> **Provided passage**:
3 The same problems exist for commercial property in these same area, even though many types favor less climate-exposed steel and concrete structures. But if the homeowners in the communities take big wealth hits and/or decamp to less climate-risky parts of the US, that will hurt the profits and even viability of local businesses.
4 These responses are still evolving. If a state program like Cal Fire runs out of money, the state could always raise taxes. But at least so far, trying to launder the bailouts through private insurers seems more prevalent. Reader confirmations or corrections welcome.
The bigger issue is what does this mean for the global standing of the US, Canada, Australia and NZ when they have way, way more vulnerable buildings (because of the preference for wood as a construction material, even in many commercial buildings, and also rampant single family houses) than anywhere on earth.
So much of national wealth is tied up in real estate, so that as a percentage of GDP, these countries are among the most vulnerable to climate change. Why doesn’t this get talked about? Correct me if I’m wrong.
My home insurance went up 29% this year to $8,100 from last year’s rate, and although I live in the forest for the trees, oak savannas never burn up as they aren’t like pine trees which are primed to go up in flames, plus there is relatively little in the way of brush aside from buckbrush trees.

> **Data excerpts**:
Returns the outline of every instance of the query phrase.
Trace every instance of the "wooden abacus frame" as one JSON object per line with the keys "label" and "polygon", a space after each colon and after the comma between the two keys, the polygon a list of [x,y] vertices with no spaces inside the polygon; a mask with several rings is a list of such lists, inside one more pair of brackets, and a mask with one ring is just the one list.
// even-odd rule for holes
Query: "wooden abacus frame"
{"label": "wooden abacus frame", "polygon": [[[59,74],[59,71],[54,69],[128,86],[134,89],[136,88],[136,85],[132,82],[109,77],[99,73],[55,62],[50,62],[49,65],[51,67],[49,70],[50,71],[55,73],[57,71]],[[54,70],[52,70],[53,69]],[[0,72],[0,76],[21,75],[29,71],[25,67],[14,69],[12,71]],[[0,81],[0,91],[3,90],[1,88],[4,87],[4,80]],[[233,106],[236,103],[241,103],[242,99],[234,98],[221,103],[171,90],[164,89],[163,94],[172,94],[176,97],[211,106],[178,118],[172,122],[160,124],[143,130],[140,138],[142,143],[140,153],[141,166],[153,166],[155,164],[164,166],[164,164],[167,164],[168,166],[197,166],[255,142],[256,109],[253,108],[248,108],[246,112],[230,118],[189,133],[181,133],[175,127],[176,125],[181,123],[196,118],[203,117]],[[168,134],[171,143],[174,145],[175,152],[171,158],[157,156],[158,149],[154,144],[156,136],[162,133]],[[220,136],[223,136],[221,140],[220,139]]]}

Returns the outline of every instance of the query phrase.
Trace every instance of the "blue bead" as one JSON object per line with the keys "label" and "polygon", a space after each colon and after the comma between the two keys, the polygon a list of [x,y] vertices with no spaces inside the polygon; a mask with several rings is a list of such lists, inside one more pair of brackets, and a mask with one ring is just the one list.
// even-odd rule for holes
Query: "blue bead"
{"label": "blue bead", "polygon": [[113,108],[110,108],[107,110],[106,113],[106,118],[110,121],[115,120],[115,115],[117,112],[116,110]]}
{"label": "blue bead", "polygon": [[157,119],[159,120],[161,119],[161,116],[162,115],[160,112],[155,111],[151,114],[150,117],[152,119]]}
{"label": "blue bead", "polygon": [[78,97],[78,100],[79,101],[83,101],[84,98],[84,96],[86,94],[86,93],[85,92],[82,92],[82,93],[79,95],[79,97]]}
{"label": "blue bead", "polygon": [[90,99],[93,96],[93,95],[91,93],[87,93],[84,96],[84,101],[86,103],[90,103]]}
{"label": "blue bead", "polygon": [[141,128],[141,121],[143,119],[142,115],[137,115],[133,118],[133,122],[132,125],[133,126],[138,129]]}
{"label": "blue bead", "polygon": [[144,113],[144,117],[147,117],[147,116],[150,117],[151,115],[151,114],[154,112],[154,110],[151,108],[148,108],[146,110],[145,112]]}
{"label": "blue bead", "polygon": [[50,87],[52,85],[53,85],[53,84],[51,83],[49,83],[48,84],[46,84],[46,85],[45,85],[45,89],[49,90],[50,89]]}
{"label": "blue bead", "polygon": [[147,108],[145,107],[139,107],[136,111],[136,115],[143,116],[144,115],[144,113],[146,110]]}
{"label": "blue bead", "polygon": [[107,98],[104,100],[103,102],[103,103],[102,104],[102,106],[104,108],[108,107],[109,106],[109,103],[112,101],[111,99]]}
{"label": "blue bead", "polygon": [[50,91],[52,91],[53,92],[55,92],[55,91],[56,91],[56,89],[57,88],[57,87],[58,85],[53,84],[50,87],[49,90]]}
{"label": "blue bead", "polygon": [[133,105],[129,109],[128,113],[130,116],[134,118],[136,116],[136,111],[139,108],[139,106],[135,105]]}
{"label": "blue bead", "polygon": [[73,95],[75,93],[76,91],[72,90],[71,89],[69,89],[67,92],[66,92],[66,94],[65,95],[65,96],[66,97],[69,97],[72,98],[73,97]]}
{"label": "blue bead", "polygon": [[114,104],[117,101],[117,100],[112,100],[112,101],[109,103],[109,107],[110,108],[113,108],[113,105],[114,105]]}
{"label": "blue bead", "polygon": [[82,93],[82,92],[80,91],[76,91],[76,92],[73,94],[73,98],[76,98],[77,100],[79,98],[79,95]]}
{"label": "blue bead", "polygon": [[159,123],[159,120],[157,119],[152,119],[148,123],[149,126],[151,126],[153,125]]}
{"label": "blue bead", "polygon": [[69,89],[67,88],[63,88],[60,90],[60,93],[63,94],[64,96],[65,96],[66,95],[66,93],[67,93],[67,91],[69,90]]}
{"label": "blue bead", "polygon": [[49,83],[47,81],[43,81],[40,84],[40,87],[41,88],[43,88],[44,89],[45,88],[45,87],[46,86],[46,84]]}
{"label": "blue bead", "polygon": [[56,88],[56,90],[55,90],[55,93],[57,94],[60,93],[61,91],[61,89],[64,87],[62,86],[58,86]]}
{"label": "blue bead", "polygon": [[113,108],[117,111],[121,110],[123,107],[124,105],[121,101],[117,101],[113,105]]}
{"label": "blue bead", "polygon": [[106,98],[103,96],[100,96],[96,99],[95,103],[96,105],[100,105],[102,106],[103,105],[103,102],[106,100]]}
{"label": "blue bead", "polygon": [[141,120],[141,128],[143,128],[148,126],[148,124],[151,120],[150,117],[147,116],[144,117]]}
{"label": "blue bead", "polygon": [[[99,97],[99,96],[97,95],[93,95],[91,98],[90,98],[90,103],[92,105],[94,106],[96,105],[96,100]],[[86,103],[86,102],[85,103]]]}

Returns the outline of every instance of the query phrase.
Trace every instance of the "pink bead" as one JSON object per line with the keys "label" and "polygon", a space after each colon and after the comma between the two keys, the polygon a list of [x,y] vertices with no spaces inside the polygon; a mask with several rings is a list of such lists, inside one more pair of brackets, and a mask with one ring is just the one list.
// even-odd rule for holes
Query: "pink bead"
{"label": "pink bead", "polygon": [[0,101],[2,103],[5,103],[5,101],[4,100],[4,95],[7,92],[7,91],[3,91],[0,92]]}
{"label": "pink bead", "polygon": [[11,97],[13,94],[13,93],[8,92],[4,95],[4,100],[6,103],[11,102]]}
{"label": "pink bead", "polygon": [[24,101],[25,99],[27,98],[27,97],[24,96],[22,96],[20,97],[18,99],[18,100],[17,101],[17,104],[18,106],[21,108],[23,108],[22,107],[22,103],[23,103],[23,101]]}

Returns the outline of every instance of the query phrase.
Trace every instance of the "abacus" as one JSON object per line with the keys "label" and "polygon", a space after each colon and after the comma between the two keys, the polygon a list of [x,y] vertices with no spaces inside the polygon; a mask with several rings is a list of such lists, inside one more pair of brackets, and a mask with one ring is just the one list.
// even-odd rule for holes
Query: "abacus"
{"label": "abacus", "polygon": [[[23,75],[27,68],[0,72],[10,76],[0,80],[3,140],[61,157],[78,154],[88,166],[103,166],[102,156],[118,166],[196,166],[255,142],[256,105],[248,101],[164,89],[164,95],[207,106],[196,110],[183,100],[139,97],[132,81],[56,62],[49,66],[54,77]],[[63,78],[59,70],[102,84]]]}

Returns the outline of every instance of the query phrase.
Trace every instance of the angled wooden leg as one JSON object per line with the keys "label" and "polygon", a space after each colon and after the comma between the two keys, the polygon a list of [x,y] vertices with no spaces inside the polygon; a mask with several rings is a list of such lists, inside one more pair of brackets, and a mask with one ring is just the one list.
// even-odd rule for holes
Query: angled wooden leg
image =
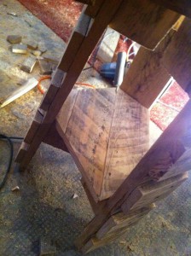
{"label": "angled wooden leg", "polygon": [[[33,137],[25,154],[25,158],[21,160],[20,158],[16,158],[16,161],[18,162],[20,160],[22,166],[27,166],[41,142],[46,137],[51,124],[121,2],[122,1],[113,0],[109,2],[109,4],[105,2],[94,20],[84,14],[85,10],[82,14],[81,19],[79,19],[77,28],[71,37],[68,46],[55,75],[55,77],[60,78],[60,70],[63,70],[66,73],[63,76],[63,80],[61,79],[61,81],[59,82],[60,86],[56,86],[58,87],[58,90],[56,92],[55,89],[55,96],[53,100],[51,99],[52,102],[50,102],[51,100],[48,101],[49,104],[49,107],[46,105],[46,109],[48,108],[48,110],[44,112],[43,121],[38,126],[35,134],[32,134]],[[71,56],[71,58],[69,58],[69,56]],[[49,95],[49,92],[47,95]],[[47,100],[46,96],[43,101],[45,100]],[[42,102],[42,106],[45,106],[45,104]]]}

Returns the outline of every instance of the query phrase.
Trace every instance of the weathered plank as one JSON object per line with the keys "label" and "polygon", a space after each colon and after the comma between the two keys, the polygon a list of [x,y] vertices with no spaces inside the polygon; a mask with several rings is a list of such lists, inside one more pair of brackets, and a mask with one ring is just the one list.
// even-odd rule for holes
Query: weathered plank
{"label": "weathered plank", "polygon": [[25,142],[22,142],[21,146],[20,148],[20,151],[17,154],[16,158],[15,158],[16,163],[20,163],[23,160],[23,158],[25,158],[28,148],[29,148],[29,144],[27,144]]}
{"label": "weathered plank", "polygon": [[191,20],[185,19],[163,57],[164,66],[179,85],[191,95]]}
{"label": "weathered plank", "polygon": [[[90,237],[95,236],[108,219],[111,212],[119,209],[137,186],[151,178],[159,181],[166,175],[169,168],[176,166],[176,162],[188,148],[188,137],[191,137],[191,101],[166,128],[114,195],[108,199],[102,209],[104,214],[98,214],[88,224],[77,239],[76,246],[81,248]],[[182,168],[182,172],[183,170],[184,166]]]}
{"label": "weathered plank", "polygon": [[43,122],[43,116],[40,113],[40,112],[38,110],[34,119],[24,138],[24,142],[27,144],[30,144],[38,131],[38,129],[39,128],[39,125],[42,124]]}
{"label": "weathered plank", "polygon": [[81,183],[95,215],[100,213],[103,206],[105,205],[105,201],[96,202],[84,178],[81,178]]}
{"label": "weathered plank", "polygon": [[86,37],[90,29],[91,17],[84,14],[84,9],[81,14],[78,21],[77,26],[75,27],[67,47],[65,49],[63,56],[58,65],[58,68],[67,72],[70,66],[72,64],[84,38]]}
{"label": "weathered plank", "polygon": [[125,213],[141,209],[159,201],[171,194],[188,177],[188,172],[170,177],[161,182],[148,182],[138,186],[123,203],[121,209]]}
{"label": "weathered plank", "polygon": [[40,103],[39,108],[44,111],[47,111],[50,106],[50,104],[52,103],[52,101],[54,100],[61,84],[61,82],[65,77],[66,73],[57,68],[55,70],[55,73],[51,79],[49,90],[47,90],[47,92],[44,94],[42,102]]}
{"label": "weathered plank", "polygon": [[111,216],[109,219],[102,225],[102,227],[96,232],[96,238],[101,240],[110,233],[114,233],[116,230],[125,227],[128,228],[135,224],[154,207],[155,205],[151,204],[150,206],[142,207],[139,210],[130,211],[128,212],[128,214],[119,212]]}
{"label": "weathered plank", "polygon": [[67,147],[64,143],[62,137],[58,133],[56,129],[55,121],[52,123],[50,129],[49,130],[46,137],[43,138],[43,143],[47,143],[52,147],[61,149],[66,152],[69,152]]}
{"label": "weathered plank", "polygon": [[86,37],[84,37],[83,44],[81,44],[78,48],[78,50],[76,53],[76,57],[70,65],[67,73],[62,81],[61,89],[59,90],[59,93],[57,93],[55,96],[54,101],[43,119],[43,124],[45,124],[45,125],[42,124],[38,129],[35,137],[30,144],[30,148],[27,151],[27,157],[25,160],[23,159],[22,163],[20,163],[23,167],[29,163],[41,142],[45,137],[52,122],[58,114],[63,102],[66,101],[83,67],[88,61],[90,55],[99,41],[107,26],[114,16],[122,0],[111,0],[109,3],[107,1],[103,3],[101,9],[98,12],[97,16],[88,31]]}
{"label": "weathered plank", "polygon": [[182,15],[191,18],[190,0],[152,0],[153,2],[171,9]]}
{"label": "weathered plank", "polygon": [[154,51],[141,47],[120,86],[148,108],[152,107],[171,80],[171,75],[163,67],[162,56],[175,33],[175,30],[171,30]]}
{"label": "weathered plank", "polygon": [[95,200],[105,200],[148,150],[148,110],[121,90],[82,90],[72,103],[74,91],[56,118],[58,129]]}
{"label": "weathered plank", "polygon": [[151,0],[128,0],[122,3],[110,26],[153,49],[179,17],[179,14]]}
{"label": "weathered plank", "polygon": [[100,200],[110,197],[148,149],[148,112],[119,90],[107,147]]}

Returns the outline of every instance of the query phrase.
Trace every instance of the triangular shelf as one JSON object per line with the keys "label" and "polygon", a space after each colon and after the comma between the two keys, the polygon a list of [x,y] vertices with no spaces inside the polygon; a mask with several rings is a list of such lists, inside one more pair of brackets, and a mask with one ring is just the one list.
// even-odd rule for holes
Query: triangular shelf
{"label": "triangular shelf", "polygon": [[148,110],[120,89],[73,89],[56,127],[96,201],[116,191],[148,148]]}

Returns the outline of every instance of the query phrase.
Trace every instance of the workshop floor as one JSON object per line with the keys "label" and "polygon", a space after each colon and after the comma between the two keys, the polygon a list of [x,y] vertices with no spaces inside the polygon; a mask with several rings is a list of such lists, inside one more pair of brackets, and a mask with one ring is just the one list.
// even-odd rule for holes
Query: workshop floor
{"label": "workshop floor", "polygon": [[[3,100],[24,80],[39,78],[38,66],[30,75],[20,70],[26,56],[10,52],[6,41],[9,34],[40,41],[48,49],[45,55],[58,60],[65,44],[15,0],[0,2],[0,98]],[[97,75],[90,77],[90,73],[84,73],[79,80],[107,86]],[[35,89],[0,109],[0,133],[24,137],[41,98]],[[152,126],[153,137],[159,133],[156,129]],[[19,146],[20,143],[14,143],[15,153]],[[0,142],[0,178],[8,160],[9,148]],[[16,185],[20,190],[12,192]],[[72,199],[74,194],[78,197]],[[39,241],[44,238],[54,242],[58,256],[81,255],[73,241],[92,218],[80,173],[71,156],[42,144],[26,172],[18,172],[13,163],[0,191],[0,255],[38,255]],[[121,240],[89,255],[191,255],[191,178],[158,203]]]}

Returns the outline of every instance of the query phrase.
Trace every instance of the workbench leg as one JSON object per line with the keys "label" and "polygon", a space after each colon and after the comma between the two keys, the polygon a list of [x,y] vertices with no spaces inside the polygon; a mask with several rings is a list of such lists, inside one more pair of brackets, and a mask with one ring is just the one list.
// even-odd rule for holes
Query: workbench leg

> **Stated goal A**:
In the climate-risk passage, by what percentage did the writer's home insurance rise this year?
> **Stated goal B**:
Please list every country the climate-risk passage names.
> **Stated goal C**:
Carry on the climate-risk passage from its final sentence.

> **Expected output A**:
29%

> **Expected output B**:
US, Canada, Australia, NZ

> **Expected output C**:
If it goes to $10k a year, I think i’ll drop insurance coverage and spend the moolah on further fire prevention measures, that is if the insurance company doesn’t do a non-renewal on me before I get the chance.
Wouldn’t your bank force-place a policy covering the mortgage amount?
That’s the real interesting scenario in FL right now, when a property is moved off Citizens and is truly ‘uninsurable’ to the point where not even the bank can coerce anyone to write a policy…what then?
The bank just pre-emptively writes off the mortgage?
Is the home owner in the clear?
Such an odd possibility.
My house is bought and paid for, no mortgage.
I see dropping insurance as self insurance, meaning your bear the risk all by yourself and pocket the premium of course. If one doesn’t have a mortgage I guess one could do that.
After our auto premium for 2:cars went up to 2000 per year, from 1200 pa ( low because we drive < 5000 miles pa) I've started looking at self insurance for auto. The state requires that one deposits 35k ( not sure if that is per car or per household ) with them to go this route. I worked in insurance on the math side so I expect I'll get the risk reward calculation right.. that's assuming that the probabilities don't move a lot, which one never knows ahead of time anyway.
If our home insurance goes up a lot. I'll have to look at this too. I've had to look at that fir earthquake insurance already.
This is an excellent post.
Our insurance company didn’t renew our policy in SoCal because according to their letter our house value was above a certain threshold ($1.3 million). There is no house in SoCal that sells for under $1 million so I guess most homeowners received the same letter.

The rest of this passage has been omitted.